_Brief_. Without the pictures, give every record again exactly.

Records from a data collection
[Start of Attachment]

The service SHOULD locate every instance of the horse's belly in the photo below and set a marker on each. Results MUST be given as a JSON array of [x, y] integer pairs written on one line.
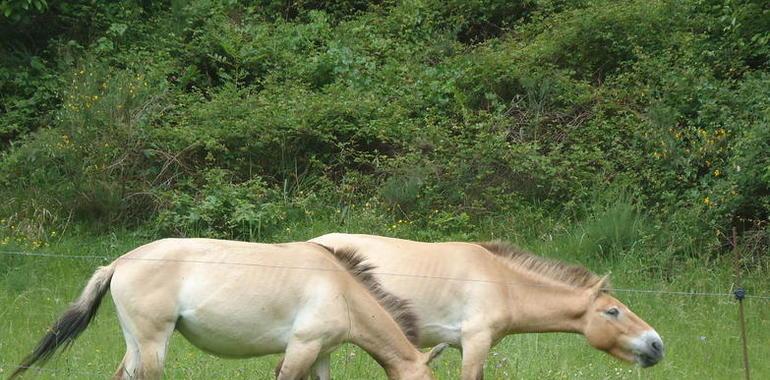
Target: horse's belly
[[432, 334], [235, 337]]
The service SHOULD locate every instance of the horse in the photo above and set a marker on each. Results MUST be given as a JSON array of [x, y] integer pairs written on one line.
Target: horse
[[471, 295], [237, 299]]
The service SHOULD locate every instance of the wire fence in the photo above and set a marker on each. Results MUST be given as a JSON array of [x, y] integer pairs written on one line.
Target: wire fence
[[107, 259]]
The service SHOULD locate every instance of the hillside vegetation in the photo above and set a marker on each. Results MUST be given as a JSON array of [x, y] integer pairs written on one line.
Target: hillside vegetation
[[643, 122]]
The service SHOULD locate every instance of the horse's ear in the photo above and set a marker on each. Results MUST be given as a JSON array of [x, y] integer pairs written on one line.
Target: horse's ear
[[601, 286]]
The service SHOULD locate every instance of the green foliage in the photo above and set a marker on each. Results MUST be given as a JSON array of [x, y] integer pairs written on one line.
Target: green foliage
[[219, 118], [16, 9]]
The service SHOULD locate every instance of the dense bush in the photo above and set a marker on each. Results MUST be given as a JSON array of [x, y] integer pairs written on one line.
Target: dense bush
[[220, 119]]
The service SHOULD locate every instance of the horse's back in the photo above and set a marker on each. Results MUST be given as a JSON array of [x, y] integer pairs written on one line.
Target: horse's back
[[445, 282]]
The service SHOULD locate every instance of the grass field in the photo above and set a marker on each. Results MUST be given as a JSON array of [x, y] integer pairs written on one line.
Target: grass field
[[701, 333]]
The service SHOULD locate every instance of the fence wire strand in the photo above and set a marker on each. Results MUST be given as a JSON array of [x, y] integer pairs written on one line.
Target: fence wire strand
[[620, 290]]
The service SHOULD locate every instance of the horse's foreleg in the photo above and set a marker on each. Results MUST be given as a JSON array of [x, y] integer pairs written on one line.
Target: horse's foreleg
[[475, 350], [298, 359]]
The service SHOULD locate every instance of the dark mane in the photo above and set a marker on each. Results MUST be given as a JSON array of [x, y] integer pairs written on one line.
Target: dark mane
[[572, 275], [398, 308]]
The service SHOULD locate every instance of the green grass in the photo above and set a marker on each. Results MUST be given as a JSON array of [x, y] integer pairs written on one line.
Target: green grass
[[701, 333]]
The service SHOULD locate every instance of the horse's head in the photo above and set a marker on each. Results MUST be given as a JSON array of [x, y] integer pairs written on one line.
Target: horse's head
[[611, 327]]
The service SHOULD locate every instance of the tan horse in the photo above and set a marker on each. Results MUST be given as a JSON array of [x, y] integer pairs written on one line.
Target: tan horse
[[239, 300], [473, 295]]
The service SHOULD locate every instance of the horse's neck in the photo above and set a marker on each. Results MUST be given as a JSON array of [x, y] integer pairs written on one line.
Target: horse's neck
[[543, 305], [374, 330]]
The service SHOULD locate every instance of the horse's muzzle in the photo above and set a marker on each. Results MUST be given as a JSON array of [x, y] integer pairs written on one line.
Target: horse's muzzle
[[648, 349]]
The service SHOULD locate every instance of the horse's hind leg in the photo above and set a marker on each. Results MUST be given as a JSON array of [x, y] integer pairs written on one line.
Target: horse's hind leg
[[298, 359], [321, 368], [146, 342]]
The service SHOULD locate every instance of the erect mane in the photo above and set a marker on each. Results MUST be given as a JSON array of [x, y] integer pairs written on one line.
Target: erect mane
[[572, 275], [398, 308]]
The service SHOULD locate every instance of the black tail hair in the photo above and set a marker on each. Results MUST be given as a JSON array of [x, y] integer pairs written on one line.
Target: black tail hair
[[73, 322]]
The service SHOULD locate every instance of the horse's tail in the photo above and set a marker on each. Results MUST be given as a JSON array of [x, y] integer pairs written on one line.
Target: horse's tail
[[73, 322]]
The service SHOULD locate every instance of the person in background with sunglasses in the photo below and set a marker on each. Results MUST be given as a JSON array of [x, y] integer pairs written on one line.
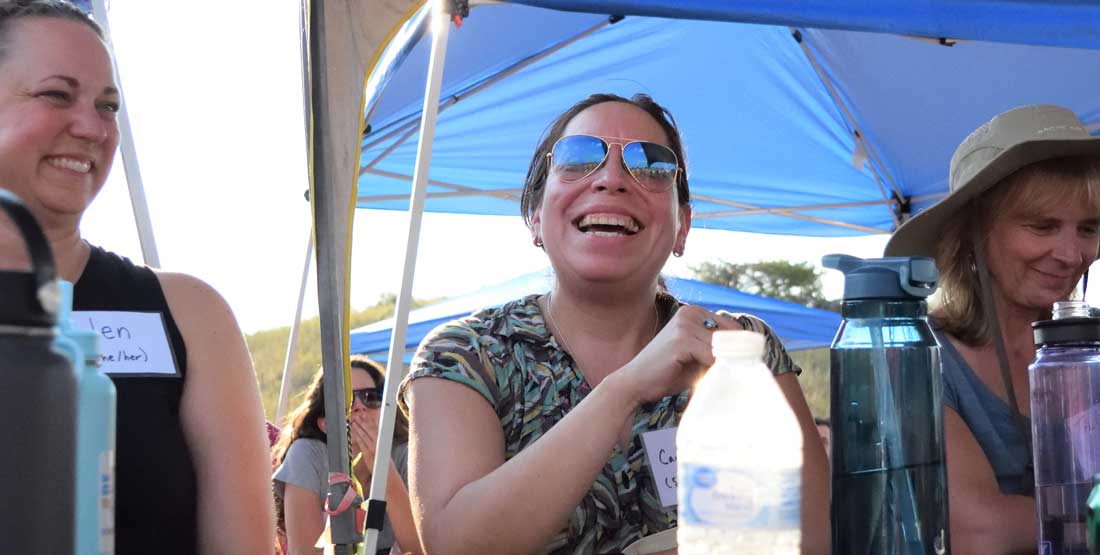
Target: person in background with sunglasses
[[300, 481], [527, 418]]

[End of Attachment]

_Expected output_.
The service SHOULD locate every instance of the horse's belly in the photo below and set a marker on each. Results MUST be given as a JSON array of [x, y] integer pairs written on one line.
Target: horse's belly
[[432, 334], [235, 337]]
The service SHOULD locate every instance of the horse in the photo above and set a marker on each. Results MUST be given as a JSON array of [x, y] integer pairs written on one line.
Target: horse
[[471, 295], [237, 299]]
The service SHOULD locate every instance of the wire fence in the photo above and set a marker on each. Results MUST be given as a JSON array of [x, y] integer pairs written on one line.
Target: wire fence
[[107, 259]]
The service SHOULD locate every instance of the hillside vegetation in the photo above and set a marker on each. Results MUST be given as a JSON array of [x, y] integer pairs written on one line.
Target: hillside vegetation
[[643, 122]]
The service SHOULD locate every instance of the horse's ear in the photo above and set a marker on each. Results MUST be given as a JSON array of [x, y] integer pairs written on one line.
Target: horse's ear
[[601, 286]]
The service SHOULD locate every instance of the green foliage in the photo above and set a marker on each. Results MUST be given as a JSON array of [x, y] integer pairs written on one line.
Target: green foliage
[[219, 118], [16, 9]]
The service SHOULD locate every instance of the dense bush in the photo above and set a marker on each. Results MUST be given as a JSON array of [x, y] integer pairs written on one line.
Target: dense bush
[[220, 119]]
The service SHOULD locate every instance of the horse's back in the photo above and set a marker on each. Results MUST be given as a JSON array of [x, y] integer pairs written on one line.
Target: horse's back
[[445, 282]]
The service SHOULD locate every instance of the grass field in the photo above and set a marker on each. Results MUST be given as a JSON array of [x, y] integer pairs written on one line.
Target: grass field
[[701, 333]]
The service SHOULD locate every instance of the fence wire strand in the photo above and set a marker on each. Results MUST be given as a JSON array of [x, y] integer pairs written on one line.
Target: fence wire strand
[[620, 290]]
The service SHOULD locate every instance of the horse's foreleg in the photo above and set a marker on each. Results MUST be given as a JSON array of [x, y] integer pairs written on one line.
Target: horse's foreleg
[[475, 350], [298, 359]]
The service SHOULD locate every instance of the dark mane in the photo above and set a marker on each. Results MUST be given as a JSON array of [x, y] integer pairs written on one line.
Target: dark mane
[[572, 275], [398, 308]]
The service SHOULD locate every instance of the green grass in the photo above and set a marker on each. Results MUST be given as a JSON array of [x, y] integer pairs written on one line.
Target: green grass
[[701, 333]]
The service SHOULD locate every instance of the horse's head in the photo above and set a marker on each. Results MUST be given as a JSON array of [x, y] integer pairs written on one line.
Target: horse's head
[[611, 327]]
The service SHOULD locate every instance of the tan horse in the photo above and set a marker on each. Results MUST be given as a JSON array of [x, y] integer pairs written on one line.
Target: tan horse
[[239, 300], [473, 295]]
The service SHOULD locate every instance of the horse's neck in the photo above and set a marker on each. Results MUST be given as a JSON array of [x, y] integer pairs written on one line.
Target: horse's neck
[[543, 305], [374, 330]]
The service SHOULD locate every instance of the horse's muzzle in the photo above and set a marker on each. Results MUST be given as a JSON array of [x, y] integer pairs written on one line.
Target: horse's muzzle
[[648, 349]]
The service SHOULD locate every instance of the horse's hind leg in the photo above and set a marker on each. Results MUST be given as a JSON array of [x, y] integer pairs written on one line.
Target: horse's hind leg
[[298, 359], [321, 368], [146, 342]]
The service SHOULD locate every instance of the erect mane in the photo above and set a marker on each. Results MUST be given as a JSON array of [x, y] integer pairs written on one line.
Target: erect mane
[[572, 275], [398, 308]]
The service SHOULD locate every instance of the black tail hair in the photo above and set a marker on each. Results MUST be given as a JSON array of [x, y] integer pairs written on one line.
Target: black tail hair
[[73, 322]]
The service SHOULD locate every instance of the horse's tail in the photo above and set a marker on each. Results MUST be given as a JSON array of [x, y] integer pairs written on one line.
Target: horse's tail
[[73, 322]]
The service SHOULD locate every instance of the person in background with sunglasses in the photo below and set a marker on each. Results MUST be given as a JSON array of [x, y] integer pairs written on one line.
Target: person in background with sunglasses
[[300, 481], [527, 418]]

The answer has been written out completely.